= WHAT IS BEING ASKED =
Every record below is to be retyped exactly.

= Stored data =
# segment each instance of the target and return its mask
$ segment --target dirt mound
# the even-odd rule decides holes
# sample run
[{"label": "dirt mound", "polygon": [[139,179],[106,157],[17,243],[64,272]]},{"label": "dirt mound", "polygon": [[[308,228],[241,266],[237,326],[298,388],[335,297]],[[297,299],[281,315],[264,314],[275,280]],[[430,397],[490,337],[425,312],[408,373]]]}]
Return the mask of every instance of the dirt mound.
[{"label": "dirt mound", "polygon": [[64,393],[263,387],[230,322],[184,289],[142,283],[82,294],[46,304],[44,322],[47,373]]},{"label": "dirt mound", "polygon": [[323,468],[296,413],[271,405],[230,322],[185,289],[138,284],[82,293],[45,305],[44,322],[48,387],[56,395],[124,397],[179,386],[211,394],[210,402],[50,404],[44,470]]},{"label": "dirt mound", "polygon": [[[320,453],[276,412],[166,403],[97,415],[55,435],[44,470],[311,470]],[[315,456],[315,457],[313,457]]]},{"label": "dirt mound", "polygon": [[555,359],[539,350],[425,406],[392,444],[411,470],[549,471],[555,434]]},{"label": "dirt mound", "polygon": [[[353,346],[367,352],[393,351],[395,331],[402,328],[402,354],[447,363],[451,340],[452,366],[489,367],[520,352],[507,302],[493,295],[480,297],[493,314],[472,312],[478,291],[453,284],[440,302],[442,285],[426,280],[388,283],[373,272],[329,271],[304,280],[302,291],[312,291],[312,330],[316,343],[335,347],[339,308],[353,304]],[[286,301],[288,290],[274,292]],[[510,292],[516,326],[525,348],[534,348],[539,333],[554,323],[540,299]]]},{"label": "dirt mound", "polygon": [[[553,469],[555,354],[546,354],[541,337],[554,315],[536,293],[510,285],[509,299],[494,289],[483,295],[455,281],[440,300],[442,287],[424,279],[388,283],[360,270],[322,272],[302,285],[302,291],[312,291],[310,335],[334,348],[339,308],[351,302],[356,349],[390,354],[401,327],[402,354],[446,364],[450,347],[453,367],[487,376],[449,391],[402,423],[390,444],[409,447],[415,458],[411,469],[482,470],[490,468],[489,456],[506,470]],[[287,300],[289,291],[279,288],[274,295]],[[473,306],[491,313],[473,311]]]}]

= SOLUTION FOR THIS PROBLEM =
# segment each instance of the target and return its mask
$ segment --target dirt mound
# the even-odd rule decides holes
# sample run
[{"label": "dirt mound", "polygon": [[139,179],[106,157],[17,243],[64,272]]},{"label": "dirt mound", "polygon": [[[308,228],[241,266],[237,326],[298,388],[335,297]],[[297,299],[281,315],[264,314],[275,280]],[[430,397],[490,337],[425,312],[408,373]]]}]
Return the mask of every instance of the dirt mound.
[{"label": "dirt mound", "polygon": [[64,393],[263,387],[230,322],[184,289],[142,283],[82,294],[46,304],[44,322],[47,373]]},{"label": "dirt mound", "polygon": [[323,468],[296,413],[271,405],[230,322],[185,289],[138,284],[82,293],[45,305],[44,322],[48,387],[56,395],[124,397],[179,386],[211,394],[210,402],[50,404],[44,470]]},{"label": "dirt mound", "polygon": [[[320,453],[276,412],[166,403],[97,415],[55,435],[44,470],[311,470]],[[315,456],[315,457],[313,457]]]},{"label": "dirt mound", "polygon": [[555,359],[539,350],[425,406],[392,444],[411,470],[549,471],[555,434]]},{"label": "dirt mound", "polygon": [[[353,346],[367,352],[393,351],[395,331],[402,328],[402,354],[447,363],[451,340],[452,366],[489,367],[520,352],[507,302],[493,295],[480,297],[493,314],[472,312],[478,291],[453,284],[440,302],[442,285],[426,280],[388,283],[373,272],[329,271],[304,280],[302,291],[312,291],[312,330],[316,343],[335,347],[339,308],[353,304]],[[286,301],[288,290],[274,292]],[[510,292],[516,326],[525,348],[534,348],[539,333],[554,323],[540,299]]]},{"label": "dirt mound", "polygon": [[[553,469],[555,354],[546,354],[541,337],[554,315],[536,293],[510,285],[509,299],[494,289],[483,295],[455,281],[440,300],[442,287],[424,279],[388,283],[360,270],[322,272],[302,285],[302,291],[312,291],[310,335],[334,348],[339,308],[351,302],[356,349],[390,354],[401,327],[402,354],[446,364],[450,347],[453,367],[487,376],[449,391],[402,423],[390,444],[409,447],[415,458],[411,469],[482,470],[490,468],[489,456],[506,470]],[[287,300],[289,291],[279,288],[274,295]],[[473,306],[491,313],[473,311]]]}]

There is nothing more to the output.